▸ **課題文**
· · ·

橋本:単にスポーツをするだけでも楽しさを覚えられるかもしれないけど、そこに勝ち負けがあってこそ、楽しさが増すことも間違いなくありますからね。実際、ハルミさんもそうだったと思いますが、勝つことの喜びがプラスに働いて結果を残せている人もたくさんいる訳ですから。ただハルミさんのように、そういうスパルタの中で頑張った先に、例えば五輪出場とか、結果が残せた人はいいけど、逆にそうじゃなかった人が指導者になった場合は、自分が育てられてきたことと全く逆のことをする可能性はあると思うんですよね。っていうか割合で考えればきっとそっちの方が多い。もしかしたら、だからこそ、競争させることをしなくなっているのかも知れないし…難しいですね。
岩城:自分のことなら自分が頑張ればそれでよかったけど、誰かを教えるというのは、本当に難しいなと思います。中学時代、私が先生に言われたように、可能性のある子供たちに対して「頑張れば日本一になれるチャンスがあるよ」ってことを言ったところで、それが間違いなく子供の心に響くとも限らないですしね。ただ、そこは指導者になった以上、私も逃げずに取り組んでいかなければいけない部分だと思っているので、粘り強く教えていくしかないとは思います。
橋本:ハルミさんご自身は、そういう負けん気の強さをどの時代に一番培ったと思いますか?
岩城:う~ん…基本は持って生まれたものというのも大きいかな。振り返れば、小学生の時から例えば走ることをひとつとっても、競り合うとゴールの手前で横の人に肘をいれてでも勝ちたいみたいなタイプでしたから。しかも、無意識に(笑)。
橋本:運動神経は総体的に高かったですか?
岩城:いや、高くないです。基本的にはバドミントン以外のことをやると絶対に一番にはなれないタイプだったから。ただ…稀に優れているものもあるんですけどね。
橋本:それは?
岩城:ボウリング(笑)。あと水泳もできる方かなあ。
橋本:ボウリングのスコアはどれくらいですか?
岩城:250くらいだったはず…。
橋本:え~っ?! それ、かなりの腕前ですけど!

· · ·

▸ **データ抜粋**
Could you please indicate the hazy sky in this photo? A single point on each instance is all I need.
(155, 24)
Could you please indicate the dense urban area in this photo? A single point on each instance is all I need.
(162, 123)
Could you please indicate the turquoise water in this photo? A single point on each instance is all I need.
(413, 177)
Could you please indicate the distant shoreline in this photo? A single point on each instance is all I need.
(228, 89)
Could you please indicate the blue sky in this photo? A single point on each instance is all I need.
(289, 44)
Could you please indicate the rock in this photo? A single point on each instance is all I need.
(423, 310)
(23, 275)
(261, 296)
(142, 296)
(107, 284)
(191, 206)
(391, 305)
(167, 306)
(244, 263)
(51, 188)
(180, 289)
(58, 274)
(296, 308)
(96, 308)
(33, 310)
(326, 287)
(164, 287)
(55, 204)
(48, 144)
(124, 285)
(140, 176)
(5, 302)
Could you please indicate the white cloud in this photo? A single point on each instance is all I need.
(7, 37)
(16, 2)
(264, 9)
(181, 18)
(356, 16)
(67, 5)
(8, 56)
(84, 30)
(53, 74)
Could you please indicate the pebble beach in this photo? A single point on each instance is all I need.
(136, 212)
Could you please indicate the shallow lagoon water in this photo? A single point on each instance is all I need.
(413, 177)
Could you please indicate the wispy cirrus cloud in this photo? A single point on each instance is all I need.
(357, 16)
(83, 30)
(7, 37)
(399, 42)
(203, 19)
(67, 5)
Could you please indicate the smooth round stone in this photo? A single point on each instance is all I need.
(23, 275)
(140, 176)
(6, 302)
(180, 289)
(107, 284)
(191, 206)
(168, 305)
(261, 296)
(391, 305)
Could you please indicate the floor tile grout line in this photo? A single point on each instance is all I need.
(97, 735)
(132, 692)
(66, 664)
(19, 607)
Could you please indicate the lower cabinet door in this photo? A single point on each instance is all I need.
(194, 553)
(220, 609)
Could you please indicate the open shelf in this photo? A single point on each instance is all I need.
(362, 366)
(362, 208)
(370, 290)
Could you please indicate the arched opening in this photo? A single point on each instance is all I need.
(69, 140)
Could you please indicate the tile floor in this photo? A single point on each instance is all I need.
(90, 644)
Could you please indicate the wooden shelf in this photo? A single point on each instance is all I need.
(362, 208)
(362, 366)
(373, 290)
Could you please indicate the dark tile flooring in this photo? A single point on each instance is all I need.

· · ·

▸ **やること**
1. 課題文の「岩城:自分のことなら」で始まる段落を、主な内容を残して簡潔に書き直すこと。
2. 課題文の「橋本:ハルミさんご自身は、そ」から下へ「橋本:え~っ?! それ、かなりの腕前ですけど!」までのすべてを、「ボウリング」を「ダーツ」に変えて書き出すこと。
記録は課題文とは関係がない。

▸ **課題の解答**
1. 岩城:自分のことなら自分が頑張ればよかったが、人を教えるのは本当に難しい。中学時代に先生から言われたように、可能性のある子供たちに「頑張れば日本一になれるチャンスがある」と言っても、それが子供の心に響くとは限らない。それでも指導者になった以上、逃げずに粘り強く教えていくしかないと思う。

2.
橋本:ハルミさんご自身は、そういう負けん気の強さをどの時代に一番培ったと思いますか?
岩城:う~ん…基本は持って生まれたものというのも大きいかな。振り返れば、小学生の時から例えば走ることをひとつとっても、競り合うとゴールの手前で横の人に肘をいれてでも勝ちたいみたいなタイプでしたから。しかも、無意識に(笑)。
橋本:運動神経は総体的に高かったですか?
岩城:いや、高くないです。基本的にはバドミントン以外のことをやると絶対に一番にはなれないタイプだったから。ただ…稀に優れているものもあるんですけどね。
橋本:それは?
岩城:ダーツ(笑)。あと水泳もできる方かなあ。
橋本:ダーツのスコアはどれくらいですか?
岩城:250くらいだったはず…。
橋本:え~っ?! それ、かなりの腕前ですけど!